Instructions for the task>
Answer these questions from the passage on panic disorder below.
1. In what share of women and of men is panic disorder found?
2. How old was the woman describing her first attack, and where was she sitting when it began?
3. How does the passage define agoraphobia?

Reading text>

Panic attacks occur in almost all anxiety disorders, so that, for example, a snake-phobia sufferer may have one at the sight of a snake. But the hallmark of panic disorder is that the panic attacks seem to come out of the blue. As a result, the patient often has an intense experience of unreality and fears that he is losing control or going insane. Panic disorder is diagnosed when there are recurrent unexpected attacks and when either behavioral or psychological troubles follow the attacks. Based on those criteria, panic disorder is found in about 5% of women and 2% of men (see, for example, Barlow, 2002).
One person with panic attacks describes her first attack this way:
When I had my first panic attack I literally thought I was going crazy. I was 17 years old and I was the passenger in a car when suddenly I felt my heart racing. I was terrified but I did not really know why. I just had very strong feelings of dread and fear. Almost immediately I felt I needed to escape. . . . The problem was that . . . we were on a winding narrow road leading up [a] mountain. It was very dark and lightly raining.
I began to feel as though I could not breathe. I was trying my best to hide my anguish from my boyfriend. I did not want him to think I was crazy. . . . Although my symptoms were basic textbook panic attack symptoms, at the time this was happening I did not know what panic attacks were. . . . I asked my boyfriend if we could stop the car for a minute but of course he wanted to know why and . . . explained that there really was not anyplace to stop. I truly was trapped in the vehicle.
There was no way that I could explain to him how I was feeling. . . . I remember having flashes of opening my car door and jumping out. I was glad it was dark because I was sure that my fear was obviously showing on my face. My hands were shaking and I felt dizzy. I was not thinking straight; I only knew that I needed to get away from the situation as quickly as possible. (Allen, 2009)
Panic attacks are frightening enough, but even the mere anticipation of the attacks can be awful. Indeed, people with panic disorder sometimes develop a profound fear of having an attack, especially in public places, where an attack might be embarrassing, or in circumstances such as driving, where the attack could be dangerous. As a result, people with panic disorder often develop a powerful tendency not to venture outside their designated “safe” places—their houses or even just their bedrooms. This is why panic disorder is often accompanied by agoraphobia, a fear of being in situations in which help might not be available or escape might be difficult or embarrassing. Agoraphobia can be quite paralyzing, and someone with this disorder might refuse to leave her home for days or weeks at a time (Robins & Regier, 1991).

Dataset content>
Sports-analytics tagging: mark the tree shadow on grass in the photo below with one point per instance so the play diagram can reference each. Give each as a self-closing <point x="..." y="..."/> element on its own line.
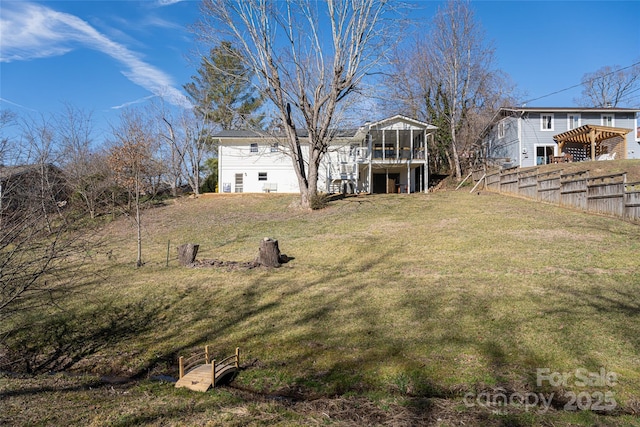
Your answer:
<point x="61" y="340"/>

Completed exercise>
1. About 5% of women and 2% of men.
2. She was 17 years old and was the passenger in a car.
3. A fear of being in situations in which help might not be available or escape might be difficult or embarrassing.